**WHAT YOU HAVE TO DO**. Reproduce the records from their first line through the line holding "[16,39,225,134]", inclusive, swapping every "photograph" for "image" and leaving all else unchanged.

**DATASET**.
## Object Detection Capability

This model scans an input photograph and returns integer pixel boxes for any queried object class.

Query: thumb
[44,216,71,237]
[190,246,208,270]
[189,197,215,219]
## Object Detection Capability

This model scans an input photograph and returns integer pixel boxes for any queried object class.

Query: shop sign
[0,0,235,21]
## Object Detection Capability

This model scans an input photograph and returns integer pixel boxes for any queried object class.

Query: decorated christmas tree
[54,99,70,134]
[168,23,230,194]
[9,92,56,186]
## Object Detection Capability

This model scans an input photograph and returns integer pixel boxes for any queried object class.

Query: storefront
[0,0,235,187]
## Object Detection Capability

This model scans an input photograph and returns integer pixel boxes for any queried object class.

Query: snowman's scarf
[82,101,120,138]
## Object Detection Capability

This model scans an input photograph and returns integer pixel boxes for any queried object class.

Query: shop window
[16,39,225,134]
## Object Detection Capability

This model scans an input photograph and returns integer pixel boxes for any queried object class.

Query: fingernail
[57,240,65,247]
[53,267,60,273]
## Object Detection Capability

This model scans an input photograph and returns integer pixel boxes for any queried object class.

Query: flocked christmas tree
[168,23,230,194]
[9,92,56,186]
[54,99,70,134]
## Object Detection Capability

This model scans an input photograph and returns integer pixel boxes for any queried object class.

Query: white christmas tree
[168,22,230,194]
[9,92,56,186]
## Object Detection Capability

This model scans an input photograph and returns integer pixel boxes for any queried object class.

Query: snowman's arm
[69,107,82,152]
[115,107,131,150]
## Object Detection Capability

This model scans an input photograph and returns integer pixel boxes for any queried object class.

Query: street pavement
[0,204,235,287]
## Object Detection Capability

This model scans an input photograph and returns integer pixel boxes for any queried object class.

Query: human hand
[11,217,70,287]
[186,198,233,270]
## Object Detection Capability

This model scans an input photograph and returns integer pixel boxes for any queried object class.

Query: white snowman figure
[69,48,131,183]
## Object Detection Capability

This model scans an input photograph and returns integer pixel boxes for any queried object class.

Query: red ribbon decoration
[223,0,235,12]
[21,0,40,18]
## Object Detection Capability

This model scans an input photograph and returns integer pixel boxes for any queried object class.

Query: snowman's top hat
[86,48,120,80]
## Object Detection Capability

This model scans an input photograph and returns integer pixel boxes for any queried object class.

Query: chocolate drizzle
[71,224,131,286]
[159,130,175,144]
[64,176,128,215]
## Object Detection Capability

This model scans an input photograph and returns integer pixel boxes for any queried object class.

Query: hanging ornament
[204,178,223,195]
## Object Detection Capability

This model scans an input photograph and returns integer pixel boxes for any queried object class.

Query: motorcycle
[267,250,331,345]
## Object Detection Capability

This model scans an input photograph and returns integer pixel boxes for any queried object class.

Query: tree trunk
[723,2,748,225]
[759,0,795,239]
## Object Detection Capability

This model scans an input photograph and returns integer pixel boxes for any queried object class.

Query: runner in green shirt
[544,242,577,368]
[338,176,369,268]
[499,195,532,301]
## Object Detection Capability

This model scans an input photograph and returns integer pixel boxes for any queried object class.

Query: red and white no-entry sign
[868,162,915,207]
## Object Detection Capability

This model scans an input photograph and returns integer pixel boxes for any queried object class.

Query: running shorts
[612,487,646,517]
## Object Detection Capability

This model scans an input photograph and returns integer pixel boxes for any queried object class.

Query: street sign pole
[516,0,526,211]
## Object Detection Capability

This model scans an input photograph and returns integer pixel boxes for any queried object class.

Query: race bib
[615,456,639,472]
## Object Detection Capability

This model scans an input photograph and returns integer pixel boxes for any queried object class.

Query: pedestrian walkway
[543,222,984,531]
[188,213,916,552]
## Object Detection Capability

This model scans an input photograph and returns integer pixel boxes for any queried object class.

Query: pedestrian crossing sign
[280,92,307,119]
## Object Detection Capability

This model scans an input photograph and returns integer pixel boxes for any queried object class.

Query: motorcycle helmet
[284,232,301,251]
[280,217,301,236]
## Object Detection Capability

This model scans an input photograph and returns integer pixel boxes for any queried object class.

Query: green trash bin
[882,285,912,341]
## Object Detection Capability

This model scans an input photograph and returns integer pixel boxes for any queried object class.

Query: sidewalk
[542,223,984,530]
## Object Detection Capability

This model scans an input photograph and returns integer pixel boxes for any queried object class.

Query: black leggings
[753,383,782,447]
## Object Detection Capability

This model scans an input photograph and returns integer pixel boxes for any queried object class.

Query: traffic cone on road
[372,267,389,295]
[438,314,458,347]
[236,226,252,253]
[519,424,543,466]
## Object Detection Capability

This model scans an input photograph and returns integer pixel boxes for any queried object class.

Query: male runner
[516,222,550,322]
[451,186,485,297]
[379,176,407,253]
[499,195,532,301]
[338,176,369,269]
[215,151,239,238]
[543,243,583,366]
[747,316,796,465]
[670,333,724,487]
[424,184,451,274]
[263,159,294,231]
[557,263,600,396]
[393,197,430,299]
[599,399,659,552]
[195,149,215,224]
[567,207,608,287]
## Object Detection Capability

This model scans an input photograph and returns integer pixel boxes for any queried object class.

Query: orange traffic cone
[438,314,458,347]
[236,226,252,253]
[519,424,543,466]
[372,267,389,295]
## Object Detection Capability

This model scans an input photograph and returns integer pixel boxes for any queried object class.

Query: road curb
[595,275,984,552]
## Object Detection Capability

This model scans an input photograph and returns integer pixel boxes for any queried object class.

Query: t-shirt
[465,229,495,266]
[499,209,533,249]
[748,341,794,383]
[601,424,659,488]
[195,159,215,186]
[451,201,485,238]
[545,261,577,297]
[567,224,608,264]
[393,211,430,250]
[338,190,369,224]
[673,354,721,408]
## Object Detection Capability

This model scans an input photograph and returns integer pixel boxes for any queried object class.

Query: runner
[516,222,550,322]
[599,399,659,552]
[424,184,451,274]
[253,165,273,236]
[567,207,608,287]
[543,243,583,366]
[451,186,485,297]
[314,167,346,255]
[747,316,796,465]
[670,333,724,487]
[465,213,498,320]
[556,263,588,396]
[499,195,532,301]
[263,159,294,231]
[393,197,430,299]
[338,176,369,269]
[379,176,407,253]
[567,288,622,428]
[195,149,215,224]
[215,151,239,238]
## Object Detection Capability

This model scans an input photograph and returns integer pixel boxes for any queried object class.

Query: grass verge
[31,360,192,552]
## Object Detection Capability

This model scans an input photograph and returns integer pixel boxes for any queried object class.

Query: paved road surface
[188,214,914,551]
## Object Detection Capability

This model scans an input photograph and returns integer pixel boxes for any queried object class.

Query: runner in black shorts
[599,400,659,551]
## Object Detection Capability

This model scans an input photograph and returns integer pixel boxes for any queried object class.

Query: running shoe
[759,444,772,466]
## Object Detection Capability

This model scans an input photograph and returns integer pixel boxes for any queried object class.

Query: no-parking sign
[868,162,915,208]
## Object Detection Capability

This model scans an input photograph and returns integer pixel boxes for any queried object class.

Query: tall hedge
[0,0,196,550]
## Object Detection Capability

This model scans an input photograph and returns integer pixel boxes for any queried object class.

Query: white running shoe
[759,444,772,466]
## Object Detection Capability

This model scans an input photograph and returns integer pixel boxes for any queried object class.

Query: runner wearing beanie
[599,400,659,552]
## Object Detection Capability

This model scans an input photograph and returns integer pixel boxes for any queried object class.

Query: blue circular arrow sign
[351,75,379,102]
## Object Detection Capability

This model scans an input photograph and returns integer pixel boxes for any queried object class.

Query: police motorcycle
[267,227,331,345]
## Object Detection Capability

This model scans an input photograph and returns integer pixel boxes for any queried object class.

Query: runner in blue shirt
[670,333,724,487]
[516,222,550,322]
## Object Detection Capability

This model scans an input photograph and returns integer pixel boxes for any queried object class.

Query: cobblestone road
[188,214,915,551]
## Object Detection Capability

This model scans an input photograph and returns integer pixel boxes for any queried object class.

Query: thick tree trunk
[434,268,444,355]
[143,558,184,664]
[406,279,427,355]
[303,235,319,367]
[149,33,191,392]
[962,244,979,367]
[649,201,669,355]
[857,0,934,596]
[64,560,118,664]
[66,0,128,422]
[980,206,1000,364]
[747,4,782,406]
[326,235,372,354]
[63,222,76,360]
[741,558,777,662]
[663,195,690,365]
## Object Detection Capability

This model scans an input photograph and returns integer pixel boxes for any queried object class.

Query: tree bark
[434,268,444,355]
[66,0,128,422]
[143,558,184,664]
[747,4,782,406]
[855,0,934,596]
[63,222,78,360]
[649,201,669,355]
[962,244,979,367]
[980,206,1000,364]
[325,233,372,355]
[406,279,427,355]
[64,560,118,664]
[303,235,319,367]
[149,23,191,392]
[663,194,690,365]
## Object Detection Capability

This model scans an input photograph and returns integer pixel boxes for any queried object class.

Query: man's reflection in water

**WRITTEN REPLY**.
## Object Detection Capability

This model scans an input image and returns integer pixel boxes for any queried object class.

Query: thumb
[44,216,71,237]
[190,246,208,270]
[189,197,215,219]
## Object Detection Capability

This model scans an input image and returns integer pixel boxes for any queried object class.

Query: shop sign
[0,0,235,21]
## Object Detection Capability

This model scans an input image and returns integer pixel boxes for any queried object class.

Query: decorated christmas tree
[54,99,70,134]
[168,23,230,194]
[9,92,56,186]
## Object Detection Capability

This model scans an input image and returns integer pixel boxes for any queried object class.

Query: storefront
[0,0,235,187]
## Object Detection Capability

This model scans an input image and returns integer pixel boxes for any queried object class.

Query: snowman's scarf
[82,101,120,138]
## Object Detection Capability

This model scans an input image and returns integer pixel boxes for any queried object class.

Query: shop window
[16,39,225,134]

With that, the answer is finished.